PROBLEMS:
a – Reproduce the article on the Connellsville Ten Commandments monument from "Thou Shalt Not" to "Junior High School.".
b – Continue the article on the Connellsville Ten Commandments monument from the point where it stops.

TEXT SECTION:
* * * *

Published: Wednesday, January 23, 2013, 9:00 p.m.
Updated: Thursday, January 24, 2013

Thou Shalt Not Move, a grassroots group, urged the Connellsville area to continue to support efforts to keep the Ten Commandments Monument at the Connellsville Junior High School.

A rally was held Wednesday night at the Connellsville Eagles urging the community to keep the fight in the headlines.

The grassroots organization formed after the Freedom From Religion Foundation and an anonymous parent and student filed a federal lawsuit against the Connellsville Area School District claiming constitutional violations. The organization is seeking that a Ten Commandments monument on the grounds of Connellsville Junior High School be moved.

The monument was donated to the school district more than 50 years ago by the local Eagles organization.

Pastor Ewing Marietta, one of the group organizers along with local resident, Gary Colatch, told those in attendance on Wednesday that “if we remain silent and don't speak up, we're complicit to what's about to happen.”

Colatch told those in attendance that it really was up to them and the community to keep this issue alive and in the forefront of people's minds.

* * * *

PROVIDED MATERIAL:
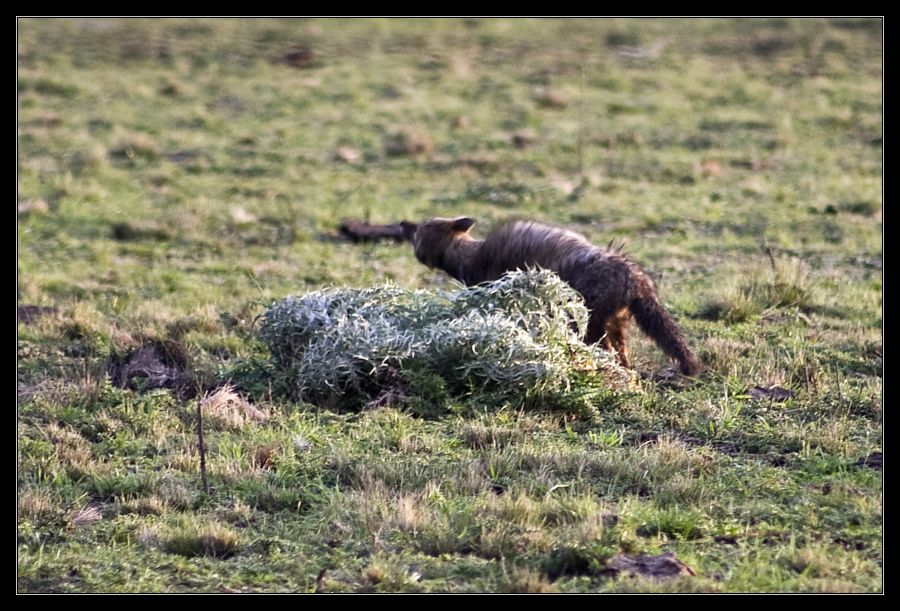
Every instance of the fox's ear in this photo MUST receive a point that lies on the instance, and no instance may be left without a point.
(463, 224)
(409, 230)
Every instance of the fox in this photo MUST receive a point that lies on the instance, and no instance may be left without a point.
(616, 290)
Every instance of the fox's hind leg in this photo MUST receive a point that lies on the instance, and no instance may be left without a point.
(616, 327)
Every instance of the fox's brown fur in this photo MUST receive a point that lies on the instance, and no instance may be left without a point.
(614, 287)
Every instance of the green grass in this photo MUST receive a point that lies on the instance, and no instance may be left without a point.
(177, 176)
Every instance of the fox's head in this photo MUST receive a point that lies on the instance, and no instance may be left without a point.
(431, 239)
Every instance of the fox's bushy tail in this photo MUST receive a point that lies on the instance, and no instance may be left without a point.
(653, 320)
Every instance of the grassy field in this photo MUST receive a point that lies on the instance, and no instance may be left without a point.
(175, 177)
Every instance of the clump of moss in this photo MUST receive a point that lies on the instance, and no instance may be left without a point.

* * * *

PER-TASK OUTPUTS:
a –
Thou Shalt Not Move, a grassroots group, urged the Connellsville area to continue to support efforts to keep the Ten Commandments Monument at the Connellsville Junior High School.

b –
“We are under attack on a national level and this issue, as small as it seems to some, is as big as the right to bear arms and Obamacare where they're taking the right to health care away from you,” Colatch said. “They're trying to strip away our rights. We're facing that tyranny today. We're facing that tyranny in Connellsville.”

He encouraged the community not to give up on this issue.

“Don't let this be the first domino to fall,” he said. “It costs you nothing to wait them out, but it costs you everything if they win.”

Marietta gave an update on several issues. The group has sold about 600 signs since it met last month, making the total about 3,900.

He said the cause is spreading out to Smithfield and south and even to Columbus and Cleveland in Ohio.

“It's just slowly growing,” Marietta said. “They're seeing that we're willing to work and that we're willing to stand up for our rights.”

Right now there are plans to place seven different Ten Commandments monuments at area churches, but the weather is delaying installation.

The group will meet the fourth Wednesday of every month at 5 p.m. at the local Eagles in Connellsville.

Rachel Basinger is a freelance writer.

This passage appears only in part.